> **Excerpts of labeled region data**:

-- -- --

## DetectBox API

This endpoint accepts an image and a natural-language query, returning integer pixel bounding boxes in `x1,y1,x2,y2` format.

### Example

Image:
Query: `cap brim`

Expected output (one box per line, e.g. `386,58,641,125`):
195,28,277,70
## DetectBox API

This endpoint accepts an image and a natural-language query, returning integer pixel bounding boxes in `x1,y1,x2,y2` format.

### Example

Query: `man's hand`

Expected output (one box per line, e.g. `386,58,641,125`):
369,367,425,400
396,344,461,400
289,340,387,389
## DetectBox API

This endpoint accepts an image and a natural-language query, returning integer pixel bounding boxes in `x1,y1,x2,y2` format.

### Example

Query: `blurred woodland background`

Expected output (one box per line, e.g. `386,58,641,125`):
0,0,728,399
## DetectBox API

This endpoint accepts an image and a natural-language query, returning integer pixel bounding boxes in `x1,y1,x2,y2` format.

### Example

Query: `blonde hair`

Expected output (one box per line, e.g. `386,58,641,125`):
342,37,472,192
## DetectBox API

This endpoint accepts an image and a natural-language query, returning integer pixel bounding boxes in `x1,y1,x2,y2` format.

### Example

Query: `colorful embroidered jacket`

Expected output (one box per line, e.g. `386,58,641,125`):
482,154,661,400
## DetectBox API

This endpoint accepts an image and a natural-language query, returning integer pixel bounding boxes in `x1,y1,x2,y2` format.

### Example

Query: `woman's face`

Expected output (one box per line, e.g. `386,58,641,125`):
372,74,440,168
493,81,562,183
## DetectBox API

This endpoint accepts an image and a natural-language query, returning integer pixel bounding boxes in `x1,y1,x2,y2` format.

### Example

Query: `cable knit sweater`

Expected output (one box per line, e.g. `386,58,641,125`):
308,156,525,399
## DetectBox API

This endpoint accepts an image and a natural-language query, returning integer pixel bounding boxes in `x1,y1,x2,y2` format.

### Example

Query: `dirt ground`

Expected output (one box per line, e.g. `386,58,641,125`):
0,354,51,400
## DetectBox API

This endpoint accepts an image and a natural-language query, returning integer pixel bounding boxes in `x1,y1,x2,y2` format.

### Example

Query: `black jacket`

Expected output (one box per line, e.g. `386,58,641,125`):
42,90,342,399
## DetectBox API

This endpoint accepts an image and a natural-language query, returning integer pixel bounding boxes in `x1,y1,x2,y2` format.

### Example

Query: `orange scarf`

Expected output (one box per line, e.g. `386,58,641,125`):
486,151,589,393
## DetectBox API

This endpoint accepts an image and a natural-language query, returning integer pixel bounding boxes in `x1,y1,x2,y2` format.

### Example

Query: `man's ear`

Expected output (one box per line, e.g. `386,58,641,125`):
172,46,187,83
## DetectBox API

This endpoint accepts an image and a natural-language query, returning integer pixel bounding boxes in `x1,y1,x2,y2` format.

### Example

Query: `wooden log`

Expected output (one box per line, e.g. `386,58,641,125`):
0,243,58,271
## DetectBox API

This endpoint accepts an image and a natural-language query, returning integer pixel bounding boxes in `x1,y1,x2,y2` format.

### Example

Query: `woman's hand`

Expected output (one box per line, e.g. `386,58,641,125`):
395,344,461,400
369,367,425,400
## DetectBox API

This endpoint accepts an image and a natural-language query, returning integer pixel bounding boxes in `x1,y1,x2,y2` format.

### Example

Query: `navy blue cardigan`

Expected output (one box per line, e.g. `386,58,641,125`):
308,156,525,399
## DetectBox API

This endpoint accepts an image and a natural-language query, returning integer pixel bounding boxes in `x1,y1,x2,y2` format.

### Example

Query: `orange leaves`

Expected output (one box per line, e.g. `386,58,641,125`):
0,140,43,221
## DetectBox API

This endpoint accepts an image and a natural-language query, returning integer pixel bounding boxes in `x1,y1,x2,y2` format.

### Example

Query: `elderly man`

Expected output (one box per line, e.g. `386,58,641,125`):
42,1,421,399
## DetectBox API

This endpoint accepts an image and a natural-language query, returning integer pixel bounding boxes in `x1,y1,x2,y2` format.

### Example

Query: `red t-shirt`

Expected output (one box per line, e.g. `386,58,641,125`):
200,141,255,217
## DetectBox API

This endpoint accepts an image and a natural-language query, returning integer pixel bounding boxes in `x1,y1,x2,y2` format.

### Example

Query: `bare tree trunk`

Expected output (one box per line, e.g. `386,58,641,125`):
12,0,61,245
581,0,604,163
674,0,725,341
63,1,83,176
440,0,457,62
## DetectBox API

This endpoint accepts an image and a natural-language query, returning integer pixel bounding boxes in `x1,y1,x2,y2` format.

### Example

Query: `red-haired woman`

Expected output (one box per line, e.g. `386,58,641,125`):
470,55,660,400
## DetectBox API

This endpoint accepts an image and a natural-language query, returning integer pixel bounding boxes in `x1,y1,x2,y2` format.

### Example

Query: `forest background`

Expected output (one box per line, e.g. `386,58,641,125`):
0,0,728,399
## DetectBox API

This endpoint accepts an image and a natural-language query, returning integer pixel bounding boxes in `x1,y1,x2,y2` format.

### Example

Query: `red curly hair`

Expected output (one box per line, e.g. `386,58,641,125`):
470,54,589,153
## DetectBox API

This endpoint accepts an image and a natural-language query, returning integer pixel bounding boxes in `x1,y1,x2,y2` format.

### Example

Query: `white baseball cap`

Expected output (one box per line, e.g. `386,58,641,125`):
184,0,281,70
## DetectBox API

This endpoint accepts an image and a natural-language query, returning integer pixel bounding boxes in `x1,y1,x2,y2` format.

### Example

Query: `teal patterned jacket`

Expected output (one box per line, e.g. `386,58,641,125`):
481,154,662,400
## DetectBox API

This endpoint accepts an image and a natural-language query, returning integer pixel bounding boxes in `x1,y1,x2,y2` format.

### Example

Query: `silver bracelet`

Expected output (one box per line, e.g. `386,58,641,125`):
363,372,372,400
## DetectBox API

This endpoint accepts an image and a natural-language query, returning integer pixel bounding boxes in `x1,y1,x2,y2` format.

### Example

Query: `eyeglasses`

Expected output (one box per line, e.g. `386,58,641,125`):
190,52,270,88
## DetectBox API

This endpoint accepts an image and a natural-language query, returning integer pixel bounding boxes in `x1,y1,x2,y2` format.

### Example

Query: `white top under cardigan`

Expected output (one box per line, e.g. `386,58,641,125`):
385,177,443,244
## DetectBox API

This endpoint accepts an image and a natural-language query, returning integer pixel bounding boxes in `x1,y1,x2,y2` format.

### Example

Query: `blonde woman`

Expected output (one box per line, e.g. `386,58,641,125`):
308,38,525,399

-- -- --

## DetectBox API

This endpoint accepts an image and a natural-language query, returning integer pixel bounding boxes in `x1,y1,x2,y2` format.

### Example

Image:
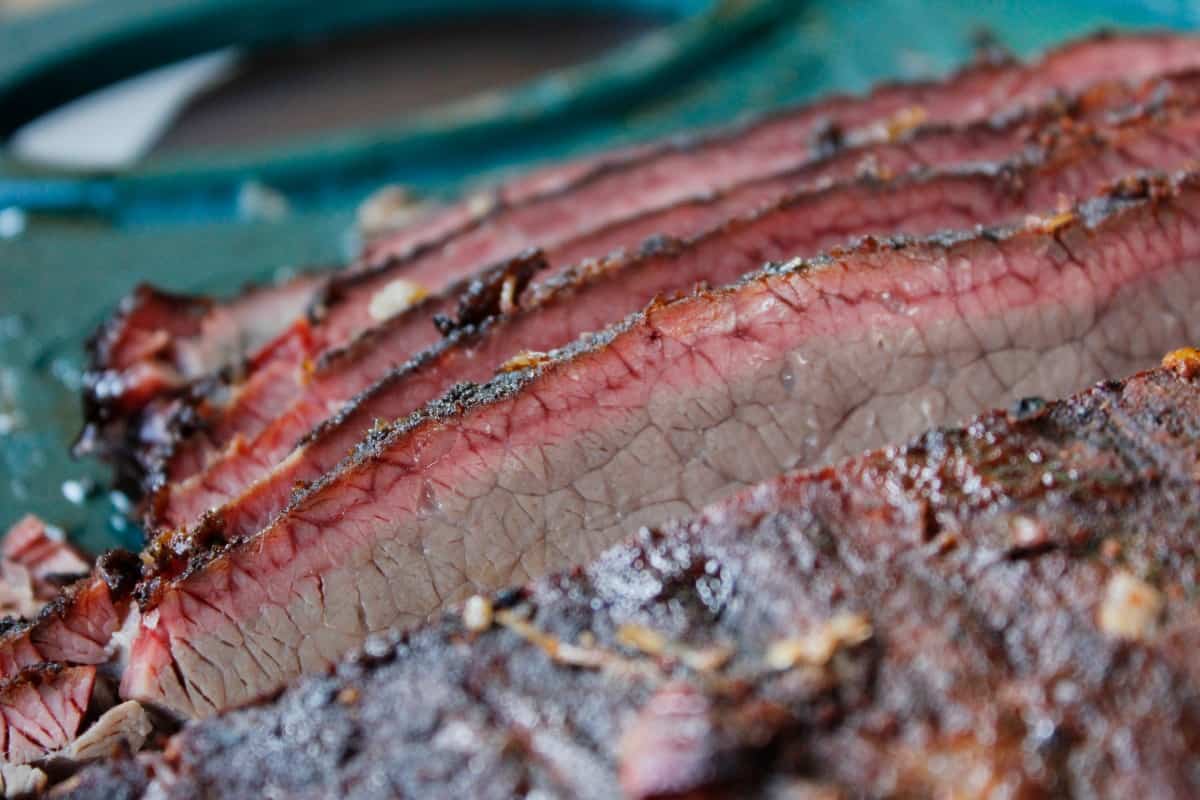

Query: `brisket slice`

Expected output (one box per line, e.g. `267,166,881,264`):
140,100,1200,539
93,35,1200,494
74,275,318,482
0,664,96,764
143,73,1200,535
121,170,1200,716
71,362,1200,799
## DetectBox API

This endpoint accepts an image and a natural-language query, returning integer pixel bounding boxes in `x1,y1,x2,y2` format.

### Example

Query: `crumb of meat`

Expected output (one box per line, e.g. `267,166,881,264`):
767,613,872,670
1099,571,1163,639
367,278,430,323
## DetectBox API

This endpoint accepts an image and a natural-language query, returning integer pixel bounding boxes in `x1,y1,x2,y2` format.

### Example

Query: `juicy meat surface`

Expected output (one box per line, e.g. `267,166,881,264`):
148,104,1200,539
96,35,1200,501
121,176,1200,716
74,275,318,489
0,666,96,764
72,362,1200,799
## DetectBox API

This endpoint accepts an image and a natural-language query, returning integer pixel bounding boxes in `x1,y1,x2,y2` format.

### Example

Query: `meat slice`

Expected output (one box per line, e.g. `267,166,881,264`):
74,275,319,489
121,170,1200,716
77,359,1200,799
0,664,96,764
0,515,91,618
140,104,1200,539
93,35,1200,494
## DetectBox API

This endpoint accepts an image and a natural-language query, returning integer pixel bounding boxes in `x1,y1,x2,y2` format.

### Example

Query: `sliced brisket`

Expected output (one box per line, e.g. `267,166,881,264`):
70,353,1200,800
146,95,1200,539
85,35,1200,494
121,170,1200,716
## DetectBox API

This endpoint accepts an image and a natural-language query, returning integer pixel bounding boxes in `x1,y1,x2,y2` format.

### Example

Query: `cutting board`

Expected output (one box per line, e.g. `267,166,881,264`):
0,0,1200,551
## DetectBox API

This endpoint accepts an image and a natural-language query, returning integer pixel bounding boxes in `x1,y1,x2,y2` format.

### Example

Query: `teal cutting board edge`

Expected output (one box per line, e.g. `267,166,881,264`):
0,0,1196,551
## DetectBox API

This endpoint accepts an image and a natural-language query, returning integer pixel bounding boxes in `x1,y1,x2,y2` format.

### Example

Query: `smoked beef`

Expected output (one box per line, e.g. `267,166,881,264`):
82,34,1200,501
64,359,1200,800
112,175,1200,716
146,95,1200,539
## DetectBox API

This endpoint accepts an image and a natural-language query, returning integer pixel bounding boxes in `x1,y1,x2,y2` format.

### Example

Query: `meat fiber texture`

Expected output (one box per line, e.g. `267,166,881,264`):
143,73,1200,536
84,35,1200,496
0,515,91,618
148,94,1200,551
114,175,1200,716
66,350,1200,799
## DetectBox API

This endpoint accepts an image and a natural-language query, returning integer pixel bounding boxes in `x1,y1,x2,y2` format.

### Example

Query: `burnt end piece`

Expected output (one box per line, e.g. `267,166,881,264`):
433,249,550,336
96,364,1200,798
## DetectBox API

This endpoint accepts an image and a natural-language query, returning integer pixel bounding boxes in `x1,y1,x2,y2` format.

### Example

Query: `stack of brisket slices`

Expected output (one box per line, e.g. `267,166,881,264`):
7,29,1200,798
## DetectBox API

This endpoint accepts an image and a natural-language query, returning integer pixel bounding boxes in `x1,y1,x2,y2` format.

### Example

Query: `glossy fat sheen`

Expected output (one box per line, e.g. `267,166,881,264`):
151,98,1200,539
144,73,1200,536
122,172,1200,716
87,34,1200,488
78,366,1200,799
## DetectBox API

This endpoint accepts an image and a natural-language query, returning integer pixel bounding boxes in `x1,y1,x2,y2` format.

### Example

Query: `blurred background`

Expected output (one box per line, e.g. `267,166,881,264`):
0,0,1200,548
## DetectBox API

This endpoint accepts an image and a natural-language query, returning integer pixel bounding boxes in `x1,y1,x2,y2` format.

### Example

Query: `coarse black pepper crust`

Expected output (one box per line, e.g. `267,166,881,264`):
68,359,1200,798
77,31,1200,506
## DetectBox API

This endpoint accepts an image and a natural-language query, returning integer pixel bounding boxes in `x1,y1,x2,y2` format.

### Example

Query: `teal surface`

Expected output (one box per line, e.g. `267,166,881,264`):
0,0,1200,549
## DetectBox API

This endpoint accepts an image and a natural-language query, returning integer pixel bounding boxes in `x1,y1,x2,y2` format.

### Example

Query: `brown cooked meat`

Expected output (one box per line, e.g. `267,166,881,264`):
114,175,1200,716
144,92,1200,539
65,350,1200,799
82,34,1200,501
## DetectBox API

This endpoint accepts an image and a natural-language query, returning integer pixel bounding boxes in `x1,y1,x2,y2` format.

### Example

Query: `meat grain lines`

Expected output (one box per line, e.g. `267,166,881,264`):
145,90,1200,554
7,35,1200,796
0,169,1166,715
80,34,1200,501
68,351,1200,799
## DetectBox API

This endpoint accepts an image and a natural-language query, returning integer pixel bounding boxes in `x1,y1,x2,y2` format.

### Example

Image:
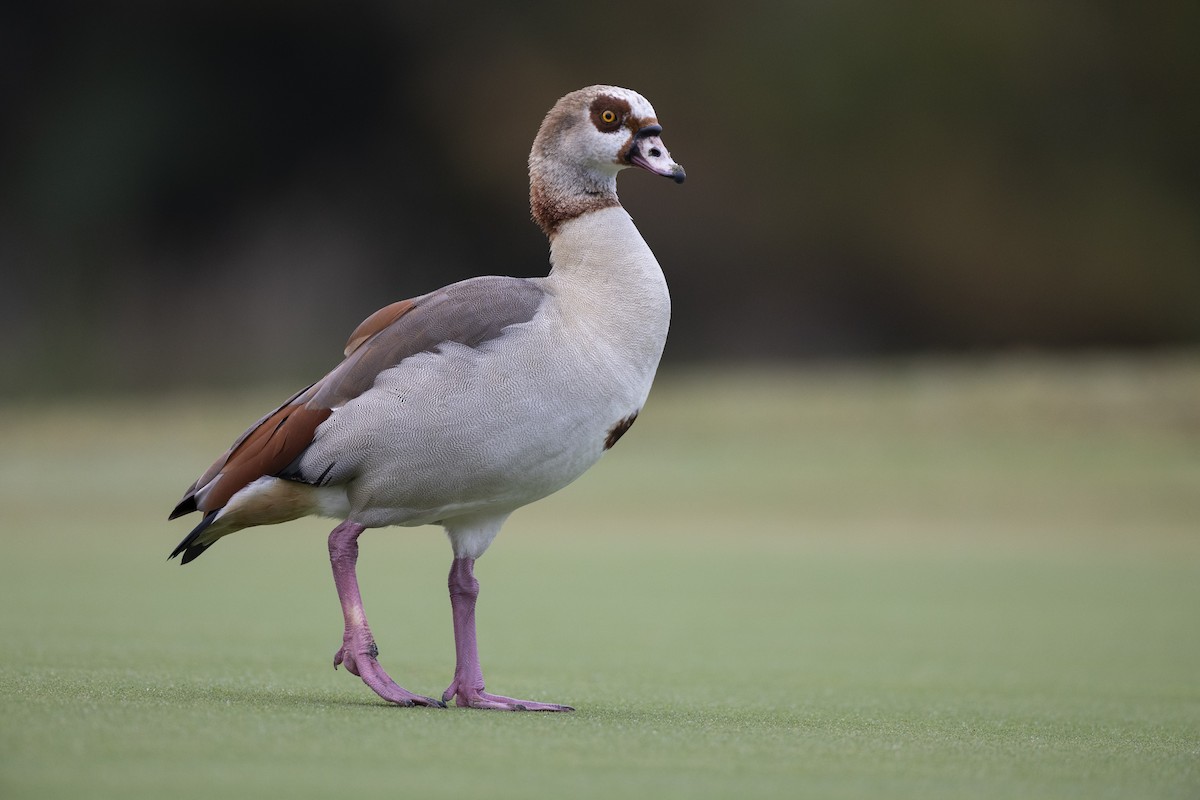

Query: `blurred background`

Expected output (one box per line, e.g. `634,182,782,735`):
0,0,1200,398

-- -- --

> **Do this**: Show every line of the rows above that contains the string "blonde".

> **Finished task**:
Query: `blonde hair`
Query: `blonde woman`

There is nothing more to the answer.